# THE REQUEST:
Collect each line of the data below that contains the string "black". Matching is case-sensitive.
* BEGIN INFORMATION SUPPLIED *
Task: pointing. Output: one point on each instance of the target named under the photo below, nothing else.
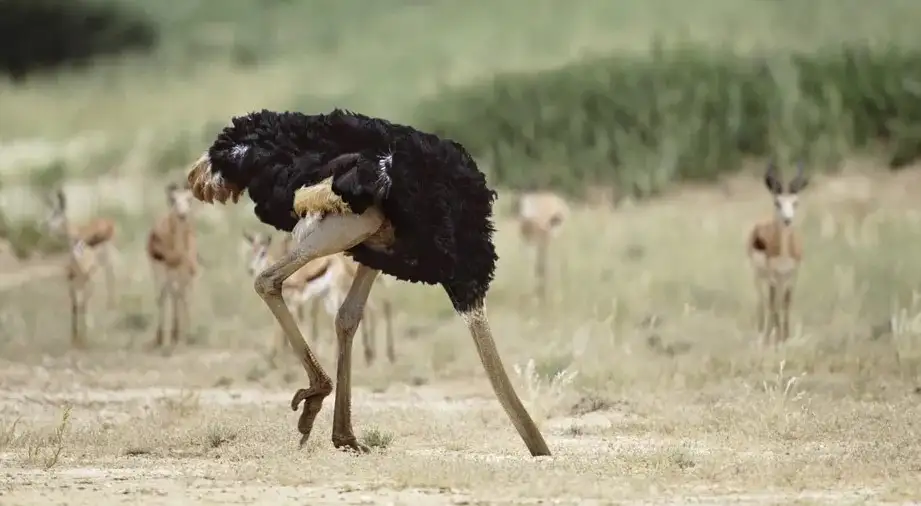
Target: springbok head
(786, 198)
* END INFORMATION SUPPLIED *
* BEGIN INFORMATION SUPPLIED *
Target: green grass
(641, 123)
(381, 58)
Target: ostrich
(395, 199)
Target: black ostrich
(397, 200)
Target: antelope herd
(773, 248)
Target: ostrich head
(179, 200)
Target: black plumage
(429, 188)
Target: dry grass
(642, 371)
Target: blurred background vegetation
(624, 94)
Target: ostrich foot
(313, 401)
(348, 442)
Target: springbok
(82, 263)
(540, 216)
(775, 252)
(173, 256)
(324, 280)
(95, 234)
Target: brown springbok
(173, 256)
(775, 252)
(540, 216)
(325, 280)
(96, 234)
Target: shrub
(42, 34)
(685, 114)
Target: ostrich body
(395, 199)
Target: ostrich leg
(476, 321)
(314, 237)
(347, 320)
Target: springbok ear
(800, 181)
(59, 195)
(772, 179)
* END INFORMATION SUPPLIED *
# EXPECTED ANSWER:
Target: black ostrich
Target: black plumage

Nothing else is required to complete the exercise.